§ Exercise details
Starting at the line that contains "Find the **person's" and continuing through the end of the material, rewrite those lines with "outline" swapped for "contour" and everything else left as it is.

(Extracted data entries)
====

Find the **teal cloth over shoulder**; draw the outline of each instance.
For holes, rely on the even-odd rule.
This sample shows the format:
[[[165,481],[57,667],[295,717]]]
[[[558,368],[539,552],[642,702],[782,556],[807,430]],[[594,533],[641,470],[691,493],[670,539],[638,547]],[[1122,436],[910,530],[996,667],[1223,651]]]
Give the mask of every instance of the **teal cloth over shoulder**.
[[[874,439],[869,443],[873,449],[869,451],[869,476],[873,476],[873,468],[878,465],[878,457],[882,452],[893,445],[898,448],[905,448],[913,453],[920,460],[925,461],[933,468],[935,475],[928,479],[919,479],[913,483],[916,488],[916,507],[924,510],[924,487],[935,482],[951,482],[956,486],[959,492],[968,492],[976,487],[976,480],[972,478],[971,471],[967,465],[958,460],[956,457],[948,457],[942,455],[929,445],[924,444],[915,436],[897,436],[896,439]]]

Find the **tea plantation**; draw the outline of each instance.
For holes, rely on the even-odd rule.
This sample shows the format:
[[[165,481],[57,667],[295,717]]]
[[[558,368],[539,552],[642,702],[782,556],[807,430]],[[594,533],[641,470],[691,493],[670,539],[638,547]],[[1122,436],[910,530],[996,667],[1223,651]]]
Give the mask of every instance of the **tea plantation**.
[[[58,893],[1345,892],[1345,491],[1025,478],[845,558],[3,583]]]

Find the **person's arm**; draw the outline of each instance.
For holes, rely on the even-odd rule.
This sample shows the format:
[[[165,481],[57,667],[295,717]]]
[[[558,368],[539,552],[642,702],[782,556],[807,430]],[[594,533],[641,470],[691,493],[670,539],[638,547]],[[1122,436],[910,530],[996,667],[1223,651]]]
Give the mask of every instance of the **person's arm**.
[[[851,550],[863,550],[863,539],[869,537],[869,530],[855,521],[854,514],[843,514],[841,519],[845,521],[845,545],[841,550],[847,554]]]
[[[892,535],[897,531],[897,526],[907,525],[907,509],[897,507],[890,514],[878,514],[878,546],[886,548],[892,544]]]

====

§ Correct answer
Find the **person's arm**; draw the contour of each instance.
For holes, rely on the even-odd rule.
This sample shows the format:
[[[165,481],[57,667],[295,717]]]
[[[558,368],[539,552],[642,702],[782,556],[807,430]],[[594,533],[641,470],[691,493],[670,539],[638,547]],[[1122,436],[910,530],[996,667],[1223,651]]]
Give the mask of every instance of the **person's arm**.
[[[851,550],[863,550],[863,539],[869,537],[869,530],[855,521],[854,514],[843,514],[841,519],[845,521],[845,545],[841,550],[847,554]]]
[[[892,535],[897,531],[897,526],[907,525],[907,509],[897,507],[890,514],[878,514],[878,546],[886,548],[892,544]]]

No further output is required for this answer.